Activity A:
Answer the following questions about the article on all-payer rate setting:
(i) Which four countries are named as having all-payer characteristics in their healthcare systems?
(ii) Since when has Maryland operated an all-payer system for hospital services?
(iii) What body establishes the rate structure for each hospital in Maryland?
Activity B:
Reproduce the passage of the article on all-payer rate setting from "All-payer rate setting is" up to and including "all-payer rate-setting systems.", renaming "hospital systems" as "health networks" throughout.

Selected excerpt:
▬▬▬

= All-payer rate setting =

All-payer rate setting is a price setting mechanism in which all third parties pay the same price for services at a given hospital. It can be used to increase the market power of payers (such as private and/or public insurance companies) versus providers, such as hospital systems, in order to control costs. All-payer characteristics are found in most developed economies with multi-payer healthcare systems, including France, Germany, Japan, and the Netherlands. The U.S. state of Maryland also uses such a model.

The All-payer rate setting have been proposed in the United States as a healthcare reform measure. The proposal for a public option (a voluntary, publicly sponsored insurance plan similar to Medicare) has been cited as indirectly sharing some of the same goals as all-payer rate-setting systems.

== Maryland ==

Since the late 1970s, Maryland has operated an all-payer system for hospital services. An independent commission establishes the rate structure for each hospital. That eliminated hospital cost shifting across payers, and spread more equitably the costs of uncompensated care and medical education and limited cost growth, but per capita Medicare hospital costs are among the country's highest.

▬▬▬

Data for analysis:
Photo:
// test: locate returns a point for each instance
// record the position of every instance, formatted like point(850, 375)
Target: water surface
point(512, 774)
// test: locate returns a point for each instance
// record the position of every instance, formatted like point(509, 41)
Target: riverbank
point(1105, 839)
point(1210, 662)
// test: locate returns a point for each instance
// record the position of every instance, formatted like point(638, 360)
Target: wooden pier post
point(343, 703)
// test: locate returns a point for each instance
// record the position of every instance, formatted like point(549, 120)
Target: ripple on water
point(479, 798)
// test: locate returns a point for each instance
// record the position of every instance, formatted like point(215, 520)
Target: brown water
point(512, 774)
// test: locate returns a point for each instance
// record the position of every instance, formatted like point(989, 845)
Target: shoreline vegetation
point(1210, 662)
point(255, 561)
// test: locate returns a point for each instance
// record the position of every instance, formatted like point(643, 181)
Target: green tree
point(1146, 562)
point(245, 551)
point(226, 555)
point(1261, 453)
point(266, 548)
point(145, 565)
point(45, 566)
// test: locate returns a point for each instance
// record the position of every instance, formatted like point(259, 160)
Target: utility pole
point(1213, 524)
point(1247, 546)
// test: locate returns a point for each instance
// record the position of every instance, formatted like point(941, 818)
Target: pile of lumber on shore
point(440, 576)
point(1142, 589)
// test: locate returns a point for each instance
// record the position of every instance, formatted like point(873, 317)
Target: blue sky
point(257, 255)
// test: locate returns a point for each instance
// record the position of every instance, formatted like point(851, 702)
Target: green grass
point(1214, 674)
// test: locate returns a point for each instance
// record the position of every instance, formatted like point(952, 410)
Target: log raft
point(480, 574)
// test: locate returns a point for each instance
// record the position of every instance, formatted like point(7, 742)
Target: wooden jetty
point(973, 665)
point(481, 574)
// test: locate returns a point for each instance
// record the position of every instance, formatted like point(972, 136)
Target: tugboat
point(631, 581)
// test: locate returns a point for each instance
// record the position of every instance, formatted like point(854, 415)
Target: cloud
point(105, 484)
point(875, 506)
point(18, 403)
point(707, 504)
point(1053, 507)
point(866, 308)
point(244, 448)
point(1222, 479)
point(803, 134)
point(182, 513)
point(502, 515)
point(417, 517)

▬▬▬

Output A:
(i) France, Germany, Japan, and the Netherlands.
(ii) Since the late 1970s.
(iii) An independent commission.

Output B:
All-payer rate setting is a price setting mechanism in which all third parties pay the same price for services at a given hospital. It can be used to increase the market power of payers (such as private and/or public insurance companies) versus providers, such as health networks, in order to control costs. All-payer characteristics are found in most developed economies with multi-payer healthcare systems, including France, Germany, Japan, and the Netherlands. The U.S. state of Maryland also uses such a model.

The All-payer rate setting have been proposed in the United States as a healthcare reform measure. The proposal for a public option (a voluntary, publicly sponsored insurance plan similar to Medicare) has been cited as indirectly sharing some of the same goals as all-payer rate-setting systems.